Task instructions: Please reproduce the data below word for word, everything from the line containing "Question: Can you give the bounding box of the haze" down to the line containing "[[0, 294, 999, 343], [0, 0, 999, 298]]", both lines included.

============

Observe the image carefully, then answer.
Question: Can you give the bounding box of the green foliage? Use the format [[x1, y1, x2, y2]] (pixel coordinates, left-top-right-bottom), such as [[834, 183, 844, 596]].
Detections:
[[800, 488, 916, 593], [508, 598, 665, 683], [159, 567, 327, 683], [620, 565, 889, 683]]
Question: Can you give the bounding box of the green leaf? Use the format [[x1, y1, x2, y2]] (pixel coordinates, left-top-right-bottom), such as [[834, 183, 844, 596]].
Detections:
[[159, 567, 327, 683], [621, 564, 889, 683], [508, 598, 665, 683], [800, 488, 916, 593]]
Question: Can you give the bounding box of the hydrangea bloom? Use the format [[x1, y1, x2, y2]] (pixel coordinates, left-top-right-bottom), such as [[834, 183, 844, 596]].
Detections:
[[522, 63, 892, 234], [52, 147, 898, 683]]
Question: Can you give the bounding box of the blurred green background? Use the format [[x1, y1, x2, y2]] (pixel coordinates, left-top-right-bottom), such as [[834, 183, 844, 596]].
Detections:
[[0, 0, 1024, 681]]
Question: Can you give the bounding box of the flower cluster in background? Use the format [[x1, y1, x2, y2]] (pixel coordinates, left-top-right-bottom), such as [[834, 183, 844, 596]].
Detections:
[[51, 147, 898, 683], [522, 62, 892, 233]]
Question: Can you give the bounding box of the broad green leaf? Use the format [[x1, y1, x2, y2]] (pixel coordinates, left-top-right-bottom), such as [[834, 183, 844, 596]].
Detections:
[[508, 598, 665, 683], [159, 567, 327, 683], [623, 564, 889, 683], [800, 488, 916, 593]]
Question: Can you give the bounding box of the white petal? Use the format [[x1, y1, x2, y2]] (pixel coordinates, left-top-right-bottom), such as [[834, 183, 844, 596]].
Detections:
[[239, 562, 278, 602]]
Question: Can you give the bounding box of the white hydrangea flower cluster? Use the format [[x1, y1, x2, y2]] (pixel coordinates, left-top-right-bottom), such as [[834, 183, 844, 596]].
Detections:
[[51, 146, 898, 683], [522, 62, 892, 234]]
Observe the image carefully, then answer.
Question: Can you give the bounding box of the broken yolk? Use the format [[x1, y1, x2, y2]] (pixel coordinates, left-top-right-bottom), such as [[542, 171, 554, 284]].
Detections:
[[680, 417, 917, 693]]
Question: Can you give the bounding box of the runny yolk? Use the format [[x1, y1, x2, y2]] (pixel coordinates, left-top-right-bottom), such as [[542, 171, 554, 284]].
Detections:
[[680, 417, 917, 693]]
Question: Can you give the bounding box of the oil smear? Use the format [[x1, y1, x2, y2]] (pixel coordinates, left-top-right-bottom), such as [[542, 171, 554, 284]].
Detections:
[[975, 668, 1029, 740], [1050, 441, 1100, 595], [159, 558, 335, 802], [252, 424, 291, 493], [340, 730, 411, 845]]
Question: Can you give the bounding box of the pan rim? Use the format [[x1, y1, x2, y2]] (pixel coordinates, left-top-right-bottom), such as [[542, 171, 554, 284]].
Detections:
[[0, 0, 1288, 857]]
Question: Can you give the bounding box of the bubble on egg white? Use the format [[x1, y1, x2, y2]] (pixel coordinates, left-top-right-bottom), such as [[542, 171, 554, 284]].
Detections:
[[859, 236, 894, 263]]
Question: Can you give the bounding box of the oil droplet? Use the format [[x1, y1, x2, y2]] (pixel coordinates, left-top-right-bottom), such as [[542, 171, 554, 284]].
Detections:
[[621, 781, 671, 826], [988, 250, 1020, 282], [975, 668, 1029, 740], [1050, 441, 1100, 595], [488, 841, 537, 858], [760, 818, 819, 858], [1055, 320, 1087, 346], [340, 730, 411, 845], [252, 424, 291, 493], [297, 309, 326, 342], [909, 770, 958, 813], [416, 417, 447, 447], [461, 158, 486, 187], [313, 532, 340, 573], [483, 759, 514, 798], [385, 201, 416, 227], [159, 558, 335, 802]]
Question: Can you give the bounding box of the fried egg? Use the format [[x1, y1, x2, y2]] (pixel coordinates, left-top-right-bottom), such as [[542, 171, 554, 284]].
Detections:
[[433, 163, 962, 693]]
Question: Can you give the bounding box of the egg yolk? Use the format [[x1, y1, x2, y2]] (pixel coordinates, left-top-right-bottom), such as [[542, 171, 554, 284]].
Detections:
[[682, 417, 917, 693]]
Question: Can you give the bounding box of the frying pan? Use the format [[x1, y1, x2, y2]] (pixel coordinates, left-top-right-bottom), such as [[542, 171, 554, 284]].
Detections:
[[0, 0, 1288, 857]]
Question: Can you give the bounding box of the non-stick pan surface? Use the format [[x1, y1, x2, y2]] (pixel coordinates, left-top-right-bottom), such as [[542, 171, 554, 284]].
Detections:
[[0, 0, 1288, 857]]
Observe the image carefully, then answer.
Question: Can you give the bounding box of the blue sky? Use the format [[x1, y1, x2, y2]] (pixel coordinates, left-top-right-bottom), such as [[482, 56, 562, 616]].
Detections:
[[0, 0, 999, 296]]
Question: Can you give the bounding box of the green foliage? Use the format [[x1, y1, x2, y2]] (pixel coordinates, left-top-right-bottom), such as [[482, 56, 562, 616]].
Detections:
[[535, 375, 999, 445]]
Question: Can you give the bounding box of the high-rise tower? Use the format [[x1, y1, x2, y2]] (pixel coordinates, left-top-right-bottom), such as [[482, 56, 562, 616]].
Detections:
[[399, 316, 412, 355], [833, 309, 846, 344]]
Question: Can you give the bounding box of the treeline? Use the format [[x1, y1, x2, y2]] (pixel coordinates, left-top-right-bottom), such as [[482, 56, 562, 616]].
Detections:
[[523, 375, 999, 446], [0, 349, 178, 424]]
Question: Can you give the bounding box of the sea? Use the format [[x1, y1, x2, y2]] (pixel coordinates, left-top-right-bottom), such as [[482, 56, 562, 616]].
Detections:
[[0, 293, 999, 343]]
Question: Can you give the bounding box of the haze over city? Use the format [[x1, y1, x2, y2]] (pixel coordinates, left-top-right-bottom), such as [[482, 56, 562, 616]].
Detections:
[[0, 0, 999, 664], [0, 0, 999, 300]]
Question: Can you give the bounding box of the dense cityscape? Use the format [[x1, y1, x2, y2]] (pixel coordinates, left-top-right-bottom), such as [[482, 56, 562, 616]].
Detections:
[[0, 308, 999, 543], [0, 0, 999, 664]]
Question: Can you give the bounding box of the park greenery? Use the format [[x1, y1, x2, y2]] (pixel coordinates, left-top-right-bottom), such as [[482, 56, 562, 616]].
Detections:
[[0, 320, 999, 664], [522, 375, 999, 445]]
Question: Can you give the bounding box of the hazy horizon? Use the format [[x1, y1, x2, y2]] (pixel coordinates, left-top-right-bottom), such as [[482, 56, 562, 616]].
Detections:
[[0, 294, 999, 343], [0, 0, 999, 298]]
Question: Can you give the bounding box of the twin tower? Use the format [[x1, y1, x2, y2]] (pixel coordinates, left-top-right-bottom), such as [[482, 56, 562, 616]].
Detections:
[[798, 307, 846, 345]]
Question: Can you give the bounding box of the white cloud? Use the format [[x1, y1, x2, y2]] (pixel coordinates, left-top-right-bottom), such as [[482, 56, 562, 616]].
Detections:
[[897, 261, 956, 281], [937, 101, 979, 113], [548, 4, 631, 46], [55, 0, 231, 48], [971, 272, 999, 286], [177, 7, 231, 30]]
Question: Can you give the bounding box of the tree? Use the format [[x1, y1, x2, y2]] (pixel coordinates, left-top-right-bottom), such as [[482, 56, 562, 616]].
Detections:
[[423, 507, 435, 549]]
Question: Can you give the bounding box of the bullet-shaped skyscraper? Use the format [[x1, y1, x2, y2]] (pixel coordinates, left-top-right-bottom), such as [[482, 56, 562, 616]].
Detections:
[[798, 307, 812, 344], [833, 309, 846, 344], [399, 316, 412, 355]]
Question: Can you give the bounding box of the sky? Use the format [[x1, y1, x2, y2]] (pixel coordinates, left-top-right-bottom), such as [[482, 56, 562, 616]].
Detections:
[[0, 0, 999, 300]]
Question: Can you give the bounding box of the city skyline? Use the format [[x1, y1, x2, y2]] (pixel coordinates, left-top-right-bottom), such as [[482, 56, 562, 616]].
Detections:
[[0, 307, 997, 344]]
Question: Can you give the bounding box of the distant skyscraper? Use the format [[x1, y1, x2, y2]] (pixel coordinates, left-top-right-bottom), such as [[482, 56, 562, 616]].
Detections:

============

The answer:
Question: Can you give the bounding box of the haze over city? Use the format [[x1, y1, x2, y2]] (pixel coordinates, left-top-right-bottom), such as [[482, 56, 562, 616]].
Detections:
[[0, 0, 999, 664], [0, 0, 999, 300]]
Question: Can you give the bounding box of the dense cityscape? Use the format [[x1, y1, x2, y2]] (pixel coordinates, left-top-right-bottom), such as [[482, 56, 562, 616]].
Detections:
[[0, 308, 999, 543], [0, 0, 999, 664]]
Question: Can you give the bounding box of the park greenery? Use the format [[x1, y1, x2, y2]] (pixel coordinates, left-top-right-bottom), such as [[482, 56, 562, 616]].
Detections:
[[0, 320, 999, 664], [522, 375, 999, 445]]
Question: Can you give the bounding box of the hazy horizon? Use the format [[x1, y1, x2, y2]] (pixel coordinates, left-top-right-bottom), such as [[482, 56, 562, 616]].
Detections:
[[0, 294, 999, 343], [0, 0, 999, 298]]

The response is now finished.